** WHAT IS BEING ASKED **
Count the lines in the data below that contain the string "query". Reply with the number alone.

** INFORMATION SHOWN **
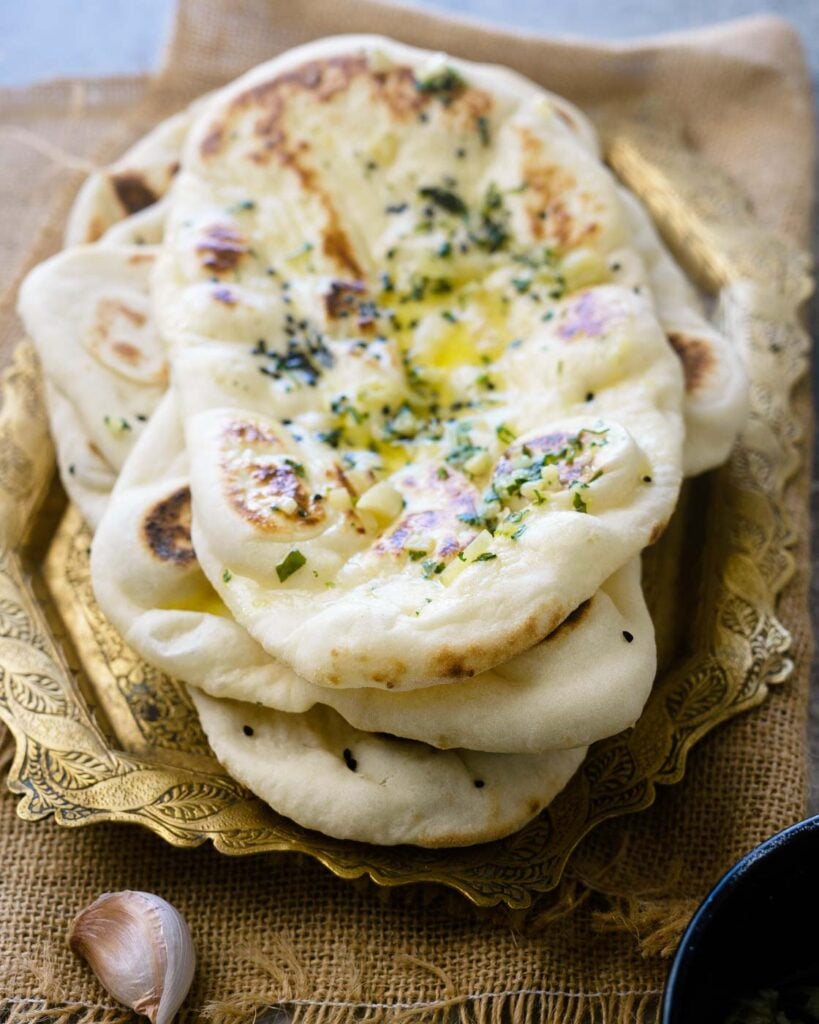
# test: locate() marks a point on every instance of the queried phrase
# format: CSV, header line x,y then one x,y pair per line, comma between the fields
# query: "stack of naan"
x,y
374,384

* * *

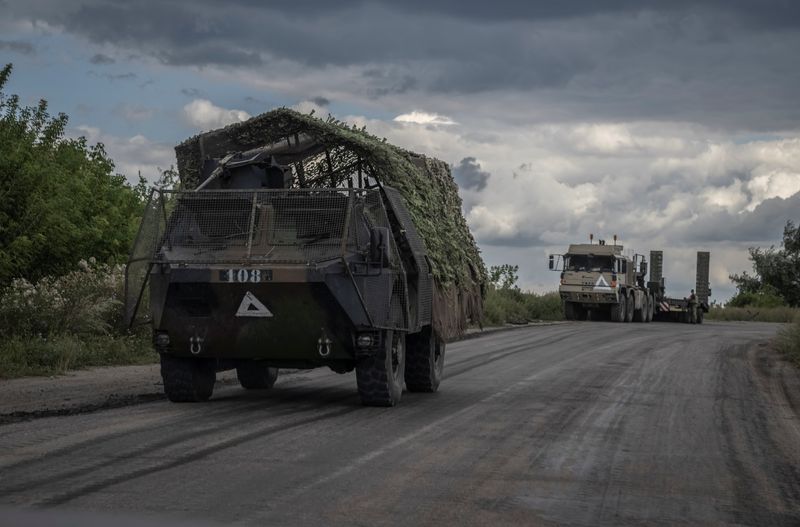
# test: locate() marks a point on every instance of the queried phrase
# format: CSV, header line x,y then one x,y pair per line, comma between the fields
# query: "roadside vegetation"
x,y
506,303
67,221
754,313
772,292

==

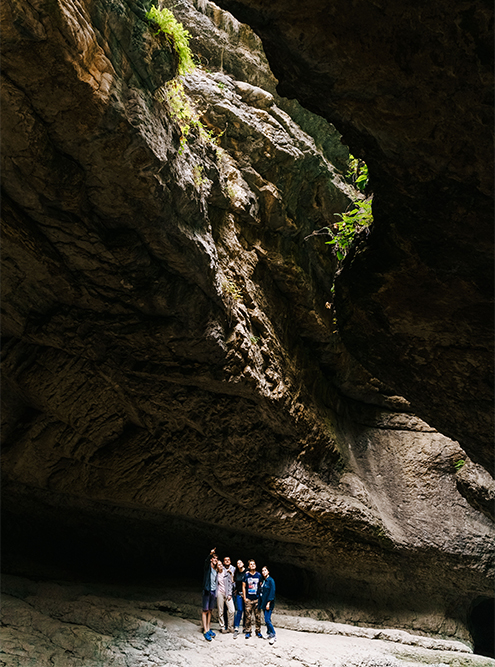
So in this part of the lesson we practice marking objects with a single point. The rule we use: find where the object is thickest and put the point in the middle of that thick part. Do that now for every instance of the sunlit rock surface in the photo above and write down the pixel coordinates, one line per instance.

** TASK OUTPUT **
2